Brief A -
Format the rows below as a Markdown table with the columns No. and Line, numbering each line and leaving out blank lines. Include only the lines from the one containing "of the tree" up to and including the last line of the rows.

[Start of Excerpt to read]

Incidentally, the play toured in the LA and San Diego areas not so long ago. So, if anyone has seen it with Cherry Jones as Sr. Aloysius, I’d be interested in a comparison between the two works. Commonweal praised ithe play highly, citing Ms. Jones portrayal as “tough but caring”.My take is it got a much better critical reception than the film.
I think for the piece to work, we have to like both characters. As it is, I liked neither.
Hamlet:
I’ll have grounds
More relative than this—the play’s the thing
Wherein I’ll catch the conscience of the King.
Hamlet Act 2, scene 2, 603–605
“Doubt” is about doubt. The play/film is about something intangible and existential; the characters are the means by we get to explore “doubt”, to exercise our human, moral, spiritual theological, and if you will, ecclesial, imagination. I certainly didn’t like the characters but I admired the performances; I empathized with being wrongly accused; I remembered what it was like in religious life in 1967 when I entered. I don’t think we were supposed to “like” these characters; there is little to admire because they are imperfect. Instead, maybe we can empathize with them, walk in the shoes of their flawed humanity. Shanley’s parable only works if it evokes the memory of some kind of shared experience with the audience.
The good thing is, no one is required to like a movie or a play. As independent, critical thinkers, we can make our own judgments. The richness comes from conversing (dialogue-respect) about our perspectives. I, for one, love this part.
It seems the play was better than the film; I don’t know because I didn’t see the play. (I bought the play at Barnes & Noble but haven’t read it yet.) These kinds of comparisons are useful. But, “the play’s the thing” where in we can all take a look at, spark and inform our consciences (or “consciousness” as Ignatius would put it), personal and collective.
Yes, I understand that “Doubt” refers to doubts experienced by the audience (the intended jury) as well as any doubt shown by the characters.
It isn’t the fact that I don’t like the characters or that they’re imperfect, but that I could not find any reasons to care about what happens to them.

[End of Excerpt to read]
[Start of Records for the task]

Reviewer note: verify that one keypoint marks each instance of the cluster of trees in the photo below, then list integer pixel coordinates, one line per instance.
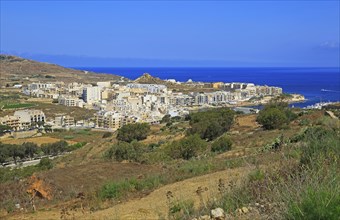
(274, 115)
(55, 148)
(126, 151)
(131, 132)
(221, 144)
(26, 150)
(187, 147)
(212, 123)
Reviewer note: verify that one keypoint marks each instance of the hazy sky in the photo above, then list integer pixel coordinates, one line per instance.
(173, 33)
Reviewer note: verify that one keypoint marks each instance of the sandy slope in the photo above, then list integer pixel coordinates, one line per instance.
(155, 205)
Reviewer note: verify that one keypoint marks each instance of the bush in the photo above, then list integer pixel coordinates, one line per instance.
(107, 134)
(45, 163)
(130, 132)
(322, 147)
(186, 148)
(126, 151)
(212, 123)
(271, 118)
(221, 145)
(116, 190)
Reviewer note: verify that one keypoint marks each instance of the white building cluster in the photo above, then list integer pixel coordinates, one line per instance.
(24, 119)
(118, 105)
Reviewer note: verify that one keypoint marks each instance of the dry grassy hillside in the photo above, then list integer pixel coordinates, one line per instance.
(18, 70)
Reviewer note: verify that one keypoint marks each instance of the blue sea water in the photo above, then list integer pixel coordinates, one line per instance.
(316, 84)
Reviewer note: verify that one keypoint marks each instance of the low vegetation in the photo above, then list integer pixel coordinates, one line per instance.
(8, 174)
(29, 150)
(275, 115)
(211, 124)
(130, 132)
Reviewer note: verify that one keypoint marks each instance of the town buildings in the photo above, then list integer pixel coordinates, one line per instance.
(120, 104)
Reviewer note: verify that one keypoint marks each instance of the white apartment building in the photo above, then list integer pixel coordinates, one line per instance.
(28, 116)
(151, 88)
(91, 94)
(64, 121)
(70, 101)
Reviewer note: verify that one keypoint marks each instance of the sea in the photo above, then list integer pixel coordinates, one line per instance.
(316, 84)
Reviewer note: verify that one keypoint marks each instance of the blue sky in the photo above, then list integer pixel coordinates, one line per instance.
(173, 33)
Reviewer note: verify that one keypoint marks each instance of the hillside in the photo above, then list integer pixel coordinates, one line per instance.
(19, 70)
(146, 78)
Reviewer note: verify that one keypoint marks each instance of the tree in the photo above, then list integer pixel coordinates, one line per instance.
(274, 115)
(186, 148)
(166, 119)
(4, 152)
(126, 151)
(46, 163)
(271, 118)
(222, 144)
(212, 123)
(130, 132)
(30, 149)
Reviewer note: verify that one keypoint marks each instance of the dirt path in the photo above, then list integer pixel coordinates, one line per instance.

[End of Records for the task]

Brief B -
Write out the whole discussion of "Doubt" above, word for word.

Written answer A -
| No. | Line |
|---|---|
| 1 | Reviewer note: verify that one keypoint marks each instance of the tree in the photo above, then list integer pixel coordinates, one line per instance. |
| 2 | (274, 115) |
| 3 | (186, 148) |
| 4 | (166, 119) |
| 5 | (4, 152) |
| 6 | (126, 151) |
| 7 | (46, 163) |
| 8 | (271, 118) |
| 9 | (222, 144) |
| 10 | (212, 123) |
| 11 | (130, 132) |
| 12 | (30, 149) |
| 13 | Reviewer note: verify that one keypoint marks each instance of the dirt path in the photo above, then list integer pixel coordinates, one line per instance. |

Written answer B -
Incidentally, the play toured in the LA and San Diego areas not so long ago. So, if anyone has seen it with Cherry Jones as Sr. Aloysius, I’d be interested in a comparison between the two works. Commonweal praised ithe play highly, citing Ms. Jones portrayal as “tough but caring”.My take is it got a much better critical reception than the film.
I think for the piece to work, we have to like both characters. As it is, I liked neither.
Hamlet:
I’ll have grounds
More relative than this—the play’s the thing
Wherein I’ll catch the conscience of the King.
Hamlet Act 2, scene 2, 603–605
“Doubt” is about doubt. The play/film is about something intangible and existential; the characters are the means by we get to explore “doubt”, to exercise our human, moral, spiritual theological, and if you will, ecclesial, imagination. I certainly didn’t like the characters but I admired the performances; I empathized with being wrongly accused; I remembered what it was like in religious life in 1967 when I entered. I don’t think we were supposed to “like” these characters; there is little to admire because they are imperfect. Instead, maybe we can empathize with them, walk in the shoes of their flawed humanity. Shanley’s parable only works if it evokes the memory of some kind of shared experience with the audience.
The good thing is, no one is required to like a movie or a play. As independent, critical thinkers, we can make our own judgments. The richness comes from conversing (dialogue-respect) about our perspectives. I, for one, love this part.
It seems the play was better than the film; I don’t know because I didn’t see the play. (I bought the play at Barnes & Noble but haven’t read it yet.) These kinds of comparisons are useful. But, “the play’s the thing” where in we can all take a look at, spark and inform our consciences (or “consciousness” as Ignatius would put it), personal and collective.
Yes, I understand that “Doubt” refers to doubts experienced by the audience (the intended jury) as well as any doubt shown by the characters.
It isn’t the fact that I don’t like the characters or that they’re imperfect, but that I could not find any reasons to care about what happens to them.